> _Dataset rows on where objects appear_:
↓

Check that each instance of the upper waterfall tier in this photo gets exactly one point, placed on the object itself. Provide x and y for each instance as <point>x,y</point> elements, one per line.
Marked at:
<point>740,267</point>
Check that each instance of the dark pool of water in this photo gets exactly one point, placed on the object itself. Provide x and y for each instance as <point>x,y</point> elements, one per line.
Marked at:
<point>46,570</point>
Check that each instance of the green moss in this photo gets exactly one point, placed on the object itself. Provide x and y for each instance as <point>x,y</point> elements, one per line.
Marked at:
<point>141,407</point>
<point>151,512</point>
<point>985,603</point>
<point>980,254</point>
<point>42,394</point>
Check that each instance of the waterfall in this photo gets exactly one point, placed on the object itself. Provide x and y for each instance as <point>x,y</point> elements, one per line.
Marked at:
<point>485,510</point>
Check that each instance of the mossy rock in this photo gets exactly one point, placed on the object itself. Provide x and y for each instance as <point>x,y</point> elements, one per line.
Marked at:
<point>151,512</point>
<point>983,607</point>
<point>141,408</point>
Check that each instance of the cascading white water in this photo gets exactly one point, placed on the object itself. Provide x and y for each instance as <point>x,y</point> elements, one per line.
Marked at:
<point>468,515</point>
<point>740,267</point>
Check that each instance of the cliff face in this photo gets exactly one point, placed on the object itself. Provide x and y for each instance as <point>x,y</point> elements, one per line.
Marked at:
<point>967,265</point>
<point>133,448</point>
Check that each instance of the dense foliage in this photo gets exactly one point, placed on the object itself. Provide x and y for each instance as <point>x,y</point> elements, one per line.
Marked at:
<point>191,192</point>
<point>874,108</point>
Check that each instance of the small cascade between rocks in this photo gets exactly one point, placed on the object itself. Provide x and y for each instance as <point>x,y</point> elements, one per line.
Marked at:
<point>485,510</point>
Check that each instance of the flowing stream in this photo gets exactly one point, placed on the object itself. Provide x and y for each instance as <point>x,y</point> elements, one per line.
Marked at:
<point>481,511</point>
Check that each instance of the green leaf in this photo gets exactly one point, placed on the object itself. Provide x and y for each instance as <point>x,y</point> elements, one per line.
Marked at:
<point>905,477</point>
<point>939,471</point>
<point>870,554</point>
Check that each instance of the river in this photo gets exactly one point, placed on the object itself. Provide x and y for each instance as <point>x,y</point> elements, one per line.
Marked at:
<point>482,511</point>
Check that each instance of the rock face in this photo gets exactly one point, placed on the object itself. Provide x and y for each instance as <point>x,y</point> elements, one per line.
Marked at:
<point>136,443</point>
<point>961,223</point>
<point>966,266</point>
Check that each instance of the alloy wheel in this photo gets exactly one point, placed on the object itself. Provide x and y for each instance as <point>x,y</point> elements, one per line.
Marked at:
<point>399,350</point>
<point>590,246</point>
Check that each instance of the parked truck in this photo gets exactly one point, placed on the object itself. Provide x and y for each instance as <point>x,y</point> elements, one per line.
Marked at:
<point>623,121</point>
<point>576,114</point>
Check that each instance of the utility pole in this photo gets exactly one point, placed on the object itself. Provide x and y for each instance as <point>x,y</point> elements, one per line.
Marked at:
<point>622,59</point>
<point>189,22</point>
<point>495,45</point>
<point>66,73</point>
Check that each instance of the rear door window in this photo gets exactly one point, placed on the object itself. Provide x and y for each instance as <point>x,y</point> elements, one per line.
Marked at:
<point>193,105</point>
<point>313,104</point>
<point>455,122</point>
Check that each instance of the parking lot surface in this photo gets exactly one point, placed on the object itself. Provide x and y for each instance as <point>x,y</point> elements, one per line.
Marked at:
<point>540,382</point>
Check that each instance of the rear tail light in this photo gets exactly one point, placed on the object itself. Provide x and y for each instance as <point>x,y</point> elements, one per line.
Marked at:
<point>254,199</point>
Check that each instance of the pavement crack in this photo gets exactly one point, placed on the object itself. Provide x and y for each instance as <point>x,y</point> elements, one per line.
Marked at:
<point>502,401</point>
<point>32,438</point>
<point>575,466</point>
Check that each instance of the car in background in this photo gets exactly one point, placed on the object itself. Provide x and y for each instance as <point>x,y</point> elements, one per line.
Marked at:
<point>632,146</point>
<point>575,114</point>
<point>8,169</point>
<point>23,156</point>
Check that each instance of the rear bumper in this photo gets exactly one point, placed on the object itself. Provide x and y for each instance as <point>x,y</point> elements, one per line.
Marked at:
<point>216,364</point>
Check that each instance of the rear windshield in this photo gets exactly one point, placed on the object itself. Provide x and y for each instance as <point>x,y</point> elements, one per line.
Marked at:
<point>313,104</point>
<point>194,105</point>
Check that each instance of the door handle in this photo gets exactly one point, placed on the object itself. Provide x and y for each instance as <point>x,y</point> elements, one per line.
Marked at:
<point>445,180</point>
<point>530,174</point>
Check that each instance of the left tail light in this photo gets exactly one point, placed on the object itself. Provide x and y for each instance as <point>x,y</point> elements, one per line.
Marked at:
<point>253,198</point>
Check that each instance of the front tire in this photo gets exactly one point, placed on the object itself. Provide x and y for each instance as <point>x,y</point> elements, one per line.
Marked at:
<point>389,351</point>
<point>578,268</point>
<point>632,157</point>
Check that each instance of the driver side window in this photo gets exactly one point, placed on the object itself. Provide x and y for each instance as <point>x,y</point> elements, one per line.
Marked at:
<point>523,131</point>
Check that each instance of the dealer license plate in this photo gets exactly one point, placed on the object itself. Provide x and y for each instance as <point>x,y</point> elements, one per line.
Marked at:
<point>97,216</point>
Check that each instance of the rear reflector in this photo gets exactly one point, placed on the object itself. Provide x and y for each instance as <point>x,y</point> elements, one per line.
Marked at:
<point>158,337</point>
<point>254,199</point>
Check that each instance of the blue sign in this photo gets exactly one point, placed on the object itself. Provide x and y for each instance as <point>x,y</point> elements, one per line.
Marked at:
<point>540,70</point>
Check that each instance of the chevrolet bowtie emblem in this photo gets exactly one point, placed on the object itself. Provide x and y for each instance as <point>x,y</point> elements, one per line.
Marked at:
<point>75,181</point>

↑

> _Short task_: Copy all of the material above verbatim, line for line, from start to finish.

> _Solution for this problem_:
Check that each instance of the upper waterfall tier in this photo gets exactly one point, placed on the object itself. Provide x and y for each instance as <point>x,y</point> elements, one per line.
Marked at:
<point>740,267</point>
Check that each instance of the dark pool of water in this photo gets exactly one point, placed on the object itself. Provide x and y for each instance as <point>x,y</point> elements, one per line.
Marked at:
<point>46,570</point>
Check that each instance of the green moss in this photo gets exactly one point, placed on the object itself. Provide x and y for each instance as <point>x,y</point> elements, one per line.
Marked at:
<point>141,407</point>
<point>151,512</point>
<point>985,603</point>
<point>980,254</point>
<point>42,394</point>
Check that each instance of the waterfall in this photo gets exactly one point, placed on the object itself. Provide x and y for each instance as <point>x,y</point> elements, one per line.
Marked at:
<point>485,510</point>
Check that each instance of the mossy rock in this photo gets exactly one point, placed on the object itself. Provide x and y for each instance as <point>x,y</point> elements, one per line.
Marked at:
<point>151,512</point>
<point>983,607</point>
<point>141,408</point>
Check that each instance of the cascading white water in this photo gets exactly one point, placed on the object itself. Provide x and y for each instance as <point>x,y</point> elements, one per line.
Marked at:
<point>468,515</point>
<point>740,267</point>
Check that each instance of the cliff face in this photo gets exactly one point, placed on the object itself. Provide x and y for each instance as <point>x,y</point> elements, one per line.
Marked at:
<point>967,265</point>
<point>133,448</point>
Check that each instance of the dense foliage in this photo gets exactly one point, placed on the object itself. Provide x and y for each instance as <point>x,y</point> elements, one per line.
Marked at:
<point>191,192</point>
<point>874,108</point>
Check that each instance of the small cascade between rocks in this photo gets exactly one point, placed on the object itself. Provide x and y for each instance as <point>x,y</point> elements, one per line.
Marked at:
<point>485,510</point>
Check that each instance of the flowing stream in this photo gets exactly one point, placed on the object itself. Provide x and y for each instance as <point>x,y</point> elements, one per line.
Marked at:
<point>481,511</point>
Check that each instance of the green leaf in this photo gets exactly one point, placed on the object itself. Provide x and y for each instance as <point>x,y</point> elements, one per line.
Marked at:
<point>905,477</point>
<point>939,471</point>
<point>870,554</point>
Check that each instance of the river in this photo gets exactly one point, placed on the object itself. Provide x and y for each instance as <point>x,y</point> elements, one per line.
Marked at:
<point>482,511</point>
Check that each instance of the rock face in this photo gets exactly one point, placed on the object itself. Provide x and y for each instance as <point>x,y</point> elements, one per line.
Marked at:
<point>136,443</point>
<point>961,223</point>
<point>966,266</point>
Check that each instance of the alloy wheel in this photo gets exactly one point, placed on the object itself. Provide x and y for each instance as <point>x,y</point> elements, one per line.
Marked at:
<point>399,350</point>
<point>590,246</point>
Check that each instance of the parked truck in this photo gets exactly one point, placed on the object itself. Provide x and y for each instance as <point>x,y</point> elements, one per line.
Marked at:
<point>623,121</point>
<point>576,114</point>
Check that each instance of the utility pole in this photo gets exactly one point, placed on the object itself. Provide x and y for each instance as <point>x,y</point> elements, one per line.
Marked at:
<point>622,59</point>
<point>189,22</point>
<point>495,45</point>
<point>66,73</point>
Check that each instance of the rear door window in this photo gets exactly one point, placed on the object itself. Provide x and y for each instance as <point>x,y</point> elements, one per line.
Marked at:
<point>193,105</point>
<point>313,104</point>
<point>455,122</point>
Check that each instance of the parking lot surface in this photo gets exactly one point, placed on the object itself. Provide x and y for each instance as <point>x,y</point> elements, one per line.
Marked at:
<point>540,382</point>
Check that each instance of the rear tail light in this photo gets exactly one point, placed on the object itself. Provide x and y for each instance as <point>x,y</point> elements, one per line.
Marked at:
<point>254,199</point>
Check that each instance of the pavement crack in this photo gets exactly one point, placed on the object itself. Provide x and y for each instance as <point>x,y</point> elements, one per line.
Marked at:
<point>502,401</point>
<point>32,438</point>
<point>575,466</point>
Check that each instance of the car in background in this photo gets exactly one point, placed on the object itself. Provide x and y for each instance as <point>x,y</point> elements, one per line.
Marked at:
<point>632,146</point>
<point>575,114</point>
<point>8,169</point>
<point>23,156</point>
Check that each instance of the rear bumper in this photo gets exactly one point, placed on the object itself. Provide x and y for each instance as <point>x,y</point> elements, one per line.
Marked at:
<point>216,364</point>
Check that each instance of the rear windshield in this photo gets exactly one point, placed on the object itself. Provide x and y for each instance as <point>x,y</point> elements, one per line.
Marked at:
<point>313,104</point>
<point>194,105</point>
Check that each instance of the door handle in this photo gets exactly one point, placed on the object itself. Provide x and y for each instance as <point>x,y</point> elements, one per line.
Marked at:
<point>445,180</point>
<point>530,174</point>
Check that each instance of the left tail light in this photo gets exactly one point, placed on the object itself. Provide x and y for each instance as <point>x,y</point> elements, one per line.
Marked at:
<point>253,198</point>
Check that each instance of the front tire in this photo gets exactly one point, placed on the object itself. Provide x and y for each instance as <point>x,y</point> elements, one per line.
Marked at:
<point>389,351</point>
<point>578,268</point>
<point>632,157</point>
Check that each instance of the driver side window in this photo gets exactly one point, placed on the object itself. Provide x and y for each instance as <point>x,y</point> elements, one per line.
Marked at:
<point>523,131</point>
Check that each instance of the dealer license plate in this photo gets exactly one point, placed on the object itself. Provide x and y for each instance as <point>x,y</point> elements, one per line.
Marked at:
<point>97,216</point>
Check that each instance of the rear reflector in this photo gets exactly one point, placed on the object itself. Provide x and y for each instance as <point>x,y</point> elements, one per line.
Marked at:
<point>158,337</point>
<point>254,199</point>
Check that each instance of the blue sign in this photo gets exactly one point, placed on the object itself. Provide x and y for each instance as <point>x,y</point> elements, one per line.
Marked at:
<point>540,70</point>
Check that each instance of the chevrolet bowtie emblem in this photo gets exactly one point, placed on the object itself. Provide x and y for each instance as <point>x,y</point> elements, one per line.
Marked at:
<point>75,181</point>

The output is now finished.